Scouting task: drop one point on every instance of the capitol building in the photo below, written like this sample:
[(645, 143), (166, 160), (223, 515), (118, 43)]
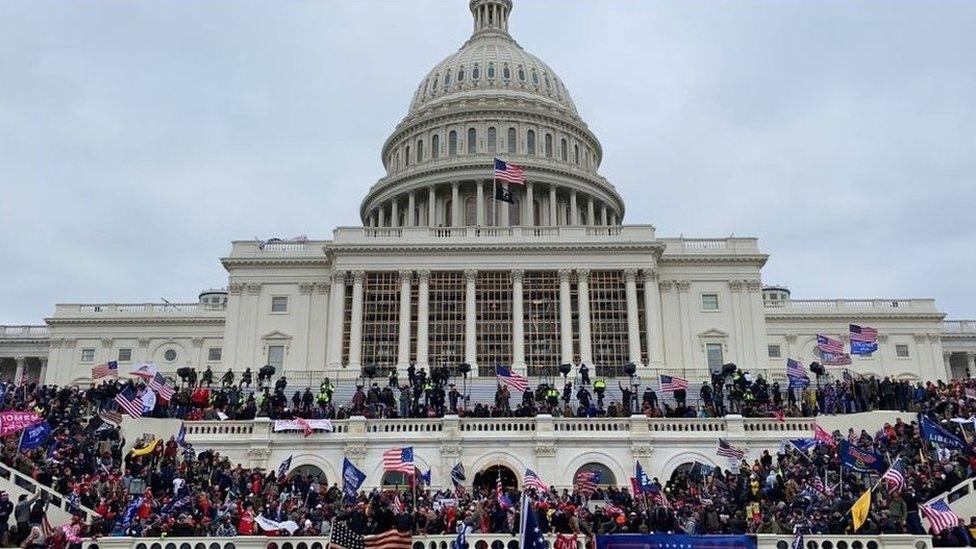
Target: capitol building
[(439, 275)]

==

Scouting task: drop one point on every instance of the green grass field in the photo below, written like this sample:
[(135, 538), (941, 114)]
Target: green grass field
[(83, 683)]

Problem details >>
Please reproduce, word for word, the entries from the line containing "Scouting task: drop one point on every instance of the green" through the line containing "[(83, 683)]", both lines included.

Final answer >>
Scouting task: drop one point on every instance of the green grass field in the photo below, written like this sample:
[(135, 538), (941, 114)]
Target: green grass field
[(83, 683)]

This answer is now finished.